Goal of the exercise » Start at the line containing "<item>pink yogurt swirl</item>." and go through the end of the listing, reproducing those lines with "simplified polygon" swapped for "simplified shape" and nothing else altered.

[Start of Information supplied]

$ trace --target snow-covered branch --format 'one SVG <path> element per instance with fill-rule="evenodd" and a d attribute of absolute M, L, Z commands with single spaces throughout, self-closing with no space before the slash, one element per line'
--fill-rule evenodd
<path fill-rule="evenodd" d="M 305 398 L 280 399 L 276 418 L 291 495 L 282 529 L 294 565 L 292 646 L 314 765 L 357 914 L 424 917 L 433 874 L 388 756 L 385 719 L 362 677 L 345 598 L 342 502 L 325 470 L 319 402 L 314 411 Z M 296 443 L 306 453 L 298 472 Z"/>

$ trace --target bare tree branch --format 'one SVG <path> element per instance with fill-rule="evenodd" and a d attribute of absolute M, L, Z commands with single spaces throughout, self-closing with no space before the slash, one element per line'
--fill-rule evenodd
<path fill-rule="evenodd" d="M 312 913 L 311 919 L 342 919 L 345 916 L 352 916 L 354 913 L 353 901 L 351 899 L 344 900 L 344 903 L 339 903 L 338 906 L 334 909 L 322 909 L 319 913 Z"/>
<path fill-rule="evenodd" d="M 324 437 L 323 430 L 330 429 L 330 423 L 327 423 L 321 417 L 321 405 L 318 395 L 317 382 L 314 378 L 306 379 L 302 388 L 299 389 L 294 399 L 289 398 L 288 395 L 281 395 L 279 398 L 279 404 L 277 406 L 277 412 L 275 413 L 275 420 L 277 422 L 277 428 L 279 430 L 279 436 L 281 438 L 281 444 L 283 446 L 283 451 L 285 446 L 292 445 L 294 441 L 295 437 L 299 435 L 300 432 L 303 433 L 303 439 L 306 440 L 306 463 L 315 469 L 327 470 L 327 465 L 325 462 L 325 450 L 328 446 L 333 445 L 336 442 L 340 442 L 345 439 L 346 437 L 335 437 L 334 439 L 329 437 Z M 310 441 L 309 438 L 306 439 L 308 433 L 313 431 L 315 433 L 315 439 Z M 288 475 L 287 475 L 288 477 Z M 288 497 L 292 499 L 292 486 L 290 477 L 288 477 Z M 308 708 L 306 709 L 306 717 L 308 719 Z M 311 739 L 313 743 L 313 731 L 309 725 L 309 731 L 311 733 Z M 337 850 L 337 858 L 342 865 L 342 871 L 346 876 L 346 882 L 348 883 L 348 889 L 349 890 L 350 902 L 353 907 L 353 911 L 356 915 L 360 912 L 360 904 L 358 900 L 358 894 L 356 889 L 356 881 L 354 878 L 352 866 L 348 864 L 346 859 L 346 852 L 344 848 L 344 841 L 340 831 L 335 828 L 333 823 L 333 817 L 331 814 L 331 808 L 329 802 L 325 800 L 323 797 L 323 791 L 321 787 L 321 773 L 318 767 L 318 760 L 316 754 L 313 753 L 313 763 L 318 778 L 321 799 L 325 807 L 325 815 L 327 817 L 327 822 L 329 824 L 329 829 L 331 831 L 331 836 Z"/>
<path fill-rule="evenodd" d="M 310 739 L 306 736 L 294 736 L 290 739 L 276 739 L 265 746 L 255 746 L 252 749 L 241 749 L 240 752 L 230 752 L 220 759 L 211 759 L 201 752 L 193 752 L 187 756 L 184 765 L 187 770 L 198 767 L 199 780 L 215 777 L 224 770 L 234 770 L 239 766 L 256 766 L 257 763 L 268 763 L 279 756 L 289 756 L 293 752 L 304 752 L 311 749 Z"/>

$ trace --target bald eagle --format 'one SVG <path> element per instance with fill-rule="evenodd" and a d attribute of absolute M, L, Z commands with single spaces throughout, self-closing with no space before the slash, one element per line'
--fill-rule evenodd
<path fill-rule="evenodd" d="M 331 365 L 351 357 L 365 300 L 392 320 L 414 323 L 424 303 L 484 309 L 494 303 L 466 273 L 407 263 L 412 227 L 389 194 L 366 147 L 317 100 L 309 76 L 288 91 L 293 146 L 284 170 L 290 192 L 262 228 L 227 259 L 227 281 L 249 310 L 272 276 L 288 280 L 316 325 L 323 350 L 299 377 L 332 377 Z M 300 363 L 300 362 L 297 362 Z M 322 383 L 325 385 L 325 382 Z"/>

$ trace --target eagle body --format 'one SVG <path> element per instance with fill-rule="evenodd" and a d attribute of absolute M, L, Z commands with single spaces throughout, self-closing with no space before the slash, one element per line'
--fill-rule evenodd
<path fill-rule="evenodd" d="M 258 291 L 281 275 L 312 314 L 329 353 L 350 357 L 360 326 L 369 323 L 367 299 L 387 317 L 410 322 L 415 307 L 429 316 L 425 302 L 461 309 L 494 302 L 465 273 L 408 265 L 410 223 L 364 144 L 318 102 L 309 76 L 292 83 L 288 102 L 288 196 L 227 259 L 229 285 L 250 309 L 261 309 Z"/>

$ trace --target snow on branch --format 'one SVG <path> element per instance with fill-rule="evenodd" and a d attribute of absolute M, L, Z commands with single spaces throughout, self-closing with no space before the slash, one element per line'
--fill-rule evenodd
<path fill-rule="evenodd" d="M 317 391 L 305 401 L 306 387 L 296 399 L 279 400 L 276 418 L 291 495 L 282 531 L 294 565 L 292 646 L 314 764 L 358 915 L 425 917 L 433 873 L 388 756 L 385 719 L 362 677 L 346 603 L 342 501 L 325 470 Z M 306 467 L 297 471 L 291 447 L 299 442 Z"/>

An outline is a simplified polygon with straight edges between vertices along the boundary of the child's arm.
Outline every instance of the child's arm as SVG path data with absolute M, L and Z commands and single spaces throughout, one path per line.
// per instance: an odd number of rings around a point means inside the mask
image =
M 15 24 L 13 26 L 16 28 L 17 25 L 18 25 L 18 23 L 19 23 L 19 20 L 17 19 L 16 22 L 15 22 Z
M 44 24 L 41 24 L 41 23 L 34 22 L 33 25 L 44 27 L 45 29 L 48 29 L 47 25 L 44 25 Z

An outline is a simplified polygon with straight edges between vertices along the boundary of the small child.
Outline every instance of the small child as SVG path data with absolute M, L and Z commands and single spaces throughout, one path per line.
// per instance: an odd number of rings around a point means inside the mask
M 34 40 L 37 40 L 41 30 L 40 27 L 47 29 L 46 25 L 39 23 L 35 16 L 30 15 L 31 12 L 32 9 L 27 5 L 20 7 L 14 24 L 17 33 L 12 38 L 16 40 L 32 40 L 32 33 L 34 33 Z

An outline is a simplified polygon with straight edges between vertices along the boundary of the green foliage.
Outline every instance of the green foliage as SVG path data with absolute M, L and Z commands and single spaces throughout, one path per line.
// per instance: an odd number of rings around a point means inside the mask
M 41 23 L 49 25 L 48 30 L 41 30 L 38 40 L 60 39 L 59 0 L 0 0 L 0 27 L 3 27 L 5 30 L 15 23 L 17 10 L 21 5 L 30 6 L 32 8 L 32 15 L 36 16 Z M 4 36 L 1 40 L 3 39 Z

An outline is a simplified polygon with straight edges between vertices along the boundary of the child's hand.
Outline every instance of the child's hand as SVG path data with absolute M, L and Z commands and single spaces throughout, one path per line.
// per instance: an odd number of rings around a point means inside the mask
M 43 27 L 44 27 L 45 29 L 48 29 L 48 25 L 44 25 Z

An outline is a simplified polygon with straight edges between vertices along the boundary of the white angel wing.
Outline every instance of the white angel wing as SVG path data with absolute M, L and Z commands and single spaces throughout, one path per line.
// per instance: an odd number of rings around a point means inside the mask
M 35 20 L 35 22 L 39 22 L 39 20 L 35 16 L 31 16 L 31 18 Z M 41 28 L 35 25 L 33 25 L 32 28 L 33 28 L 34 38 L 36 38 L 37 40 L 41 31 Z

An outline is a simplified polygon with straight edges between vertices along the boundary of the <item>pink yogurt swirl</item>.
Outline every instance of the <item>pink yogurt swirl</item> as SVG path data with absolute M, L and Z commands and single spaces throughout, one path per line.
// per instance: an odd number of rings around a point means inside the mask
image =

[End of Information supplied]

Final answer »
An outline is a simplified shape with straight edges between vertices along the boundary of the <item>pink yogurt swirl</item>.
Outline every instance of the <item>pink yogurt swirl</item> as SVG path data with absolute M, L and Z commands and single spaces throughout, one path per line.
// per instance: an odd number of rings around a point means inside the mask
image =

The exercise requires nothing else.